## BRIEF
Pick out and copy every line in the items below that contains the string "island".

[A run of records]

####

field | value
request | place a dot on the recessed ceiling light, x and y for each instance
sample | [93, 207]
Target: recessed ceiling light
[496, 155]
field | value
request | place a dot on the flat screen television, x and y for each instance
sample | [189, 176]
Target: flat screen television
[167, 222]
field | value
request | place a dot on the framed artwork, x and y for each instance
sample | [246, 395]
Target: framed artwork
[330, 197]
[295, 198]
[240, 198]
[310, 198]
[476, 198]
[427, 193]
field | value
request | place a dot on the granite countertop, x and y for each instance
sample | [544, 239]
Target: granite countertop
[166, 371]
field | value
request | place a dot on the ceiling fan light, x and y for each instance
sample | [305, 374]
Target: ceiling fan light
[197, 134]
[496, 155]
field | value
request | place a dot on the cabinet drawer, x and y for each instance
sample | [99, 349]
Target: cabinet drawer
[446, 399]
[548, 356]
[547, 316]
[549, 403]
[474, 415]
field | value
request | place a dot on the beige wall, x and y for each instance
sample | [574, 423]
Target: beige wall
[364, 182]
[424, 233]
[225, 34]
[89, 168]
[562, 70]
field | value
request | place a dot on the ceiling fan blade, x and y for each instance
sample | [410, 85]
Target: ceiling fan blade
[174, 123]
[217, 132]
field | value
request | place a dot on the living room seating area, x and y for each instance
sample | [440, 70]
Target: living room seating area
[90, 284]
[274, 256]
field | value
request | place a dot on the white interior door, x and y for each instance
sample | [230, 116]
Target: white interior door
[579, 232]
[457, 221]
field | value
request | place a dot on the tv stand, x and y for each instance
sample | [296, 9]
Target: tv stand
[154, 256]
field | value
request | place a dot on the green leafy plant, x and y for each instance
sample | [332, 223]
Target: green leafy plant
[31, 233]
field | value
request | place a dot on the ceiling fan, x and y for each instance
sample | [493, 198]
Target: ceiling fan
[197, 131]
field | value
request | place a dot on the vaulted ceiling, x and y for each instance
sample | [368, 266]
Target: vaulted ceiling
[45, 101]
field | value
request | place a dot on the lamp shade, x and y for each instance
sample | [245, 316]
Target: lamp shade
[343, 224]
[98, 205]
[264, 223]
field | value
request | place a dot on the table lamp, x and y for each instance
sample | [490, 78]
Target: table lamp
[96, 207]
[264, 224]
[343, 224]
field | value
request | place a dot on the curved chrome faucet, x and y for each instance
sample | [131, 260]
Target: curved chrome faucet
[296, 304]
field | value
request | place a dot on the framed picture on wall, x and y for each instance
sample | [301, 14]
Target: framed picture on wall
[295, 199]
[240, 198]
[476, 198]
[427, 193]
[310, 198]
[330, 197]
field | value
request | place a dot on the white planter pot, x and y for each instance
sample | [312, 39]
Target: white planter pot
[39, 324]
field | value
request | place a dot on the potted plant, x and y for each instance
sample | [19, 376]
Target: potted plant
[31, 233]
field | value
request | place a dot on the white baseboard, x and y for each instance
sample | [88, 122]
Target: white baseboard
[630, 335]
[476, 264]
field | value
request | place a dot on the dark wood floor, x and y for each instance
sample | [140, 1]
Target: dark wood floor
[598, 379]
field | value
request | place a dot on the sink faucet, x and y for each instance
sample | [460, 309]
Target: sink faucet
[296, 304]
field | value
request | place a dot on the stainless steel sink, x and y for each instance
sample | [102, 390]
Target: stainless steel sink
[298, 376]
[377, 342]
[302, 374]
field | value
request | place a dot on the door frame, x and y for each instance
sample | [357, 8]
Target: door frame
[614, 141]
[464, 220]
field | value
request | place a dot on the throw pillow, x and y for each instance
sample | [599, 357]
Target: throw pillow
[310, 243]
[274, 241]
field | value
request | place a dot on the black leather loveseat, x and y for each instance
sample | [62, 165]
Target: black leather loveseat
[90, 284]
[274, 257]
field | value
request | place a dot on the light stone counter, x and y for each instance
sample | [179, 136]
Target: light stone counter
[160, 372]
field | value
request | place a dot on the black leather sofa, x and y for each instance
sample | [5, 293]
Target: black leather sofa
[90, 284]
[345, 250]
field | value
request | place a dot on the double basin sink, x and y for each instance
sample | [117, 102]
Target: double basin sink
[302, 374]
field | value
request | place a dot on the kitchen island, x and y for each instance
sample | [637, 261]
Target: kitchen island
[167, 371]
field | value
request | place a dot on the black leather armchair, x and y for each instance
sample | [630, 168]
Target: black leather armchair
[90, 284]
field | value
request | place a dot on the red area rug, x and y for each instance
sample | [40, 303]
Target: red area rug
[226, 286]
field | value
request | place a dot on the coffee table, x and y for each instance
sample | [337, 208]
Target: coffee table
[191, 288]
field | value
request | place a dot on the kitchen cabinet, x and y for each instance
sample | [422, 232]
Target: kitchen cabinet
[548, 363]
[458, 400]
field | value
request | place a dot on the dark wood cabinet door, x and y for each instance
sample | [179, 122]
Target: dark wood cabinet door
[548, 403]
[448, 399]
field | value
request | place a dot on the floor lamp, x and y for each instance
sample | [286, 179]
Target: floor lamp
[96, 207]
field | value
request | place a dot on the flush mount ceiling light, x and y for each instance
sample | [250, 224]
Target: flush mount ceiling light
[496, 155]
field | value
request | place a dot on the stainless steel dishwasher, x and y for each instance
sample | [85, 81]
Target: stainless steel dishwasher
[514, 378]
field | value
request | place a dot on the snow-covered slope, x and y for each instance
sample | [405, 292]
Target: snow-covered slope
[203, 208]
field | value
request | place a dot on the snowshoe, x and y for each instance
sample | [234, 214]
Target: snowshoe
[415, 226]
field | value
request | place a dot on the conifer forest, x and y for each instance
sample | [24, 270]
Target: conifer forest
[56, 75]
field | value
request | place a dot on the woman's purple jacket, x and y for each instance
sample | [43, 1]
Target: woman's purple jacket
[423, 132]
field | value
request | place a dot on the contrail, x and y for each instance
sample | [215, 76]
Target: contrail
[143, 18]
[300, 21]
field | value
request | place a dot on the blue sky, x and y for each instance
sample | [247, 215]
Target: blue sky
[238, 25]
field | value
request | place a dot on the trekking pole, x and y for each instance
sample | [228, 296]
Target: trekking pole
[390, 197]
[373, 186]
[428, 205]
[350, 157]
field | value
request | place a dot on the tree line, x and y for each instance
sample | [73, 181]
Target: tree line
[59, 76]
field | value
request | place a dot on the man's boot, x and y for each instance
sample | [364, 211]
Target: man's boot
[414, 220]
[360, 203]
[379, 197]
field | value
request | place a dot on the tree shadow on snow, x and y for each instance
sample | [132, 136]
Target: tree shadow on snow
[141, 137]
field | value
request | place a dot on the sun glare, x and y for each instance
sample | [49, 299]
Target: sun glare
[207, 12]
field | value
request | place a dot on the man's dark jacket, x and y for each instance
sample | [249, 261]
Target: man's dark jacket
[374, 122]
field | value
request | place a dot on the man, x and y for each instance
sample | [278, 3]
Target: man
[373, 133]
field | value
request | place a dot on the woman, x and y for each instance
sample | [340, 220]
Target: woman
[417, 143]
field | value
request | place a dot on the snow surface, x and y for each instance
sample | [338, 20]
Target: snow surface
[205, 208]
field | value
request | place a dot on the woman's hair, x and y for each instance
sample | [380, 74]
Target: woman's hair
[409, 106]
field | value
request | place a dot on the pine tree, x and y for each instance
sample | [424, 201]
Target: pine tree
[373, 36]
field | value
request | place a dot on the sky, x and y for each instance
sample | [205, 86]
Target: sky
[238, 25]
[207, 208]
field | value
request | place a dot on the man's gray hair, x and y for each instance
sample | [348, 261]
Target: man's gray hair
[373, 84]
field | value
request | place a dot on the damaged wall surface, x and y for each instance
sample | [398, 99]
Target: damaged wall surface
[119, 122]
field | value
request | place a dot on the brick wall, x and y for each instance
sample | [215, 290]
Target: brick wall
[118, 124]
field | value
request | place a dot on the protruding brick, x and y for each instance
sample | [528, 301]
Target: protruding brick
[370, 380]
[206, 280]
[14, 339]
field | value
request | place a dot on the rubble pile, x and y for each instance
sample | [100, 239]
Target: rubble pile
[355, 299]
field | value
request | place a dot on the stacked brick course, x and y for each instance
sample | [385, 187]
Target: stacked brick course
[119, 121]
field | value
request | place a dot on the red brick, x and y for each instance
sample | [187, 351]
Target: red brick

####

## THE ANSWER
request | place a dot on the kitchen island, x and y for each instance
Target: kitchen island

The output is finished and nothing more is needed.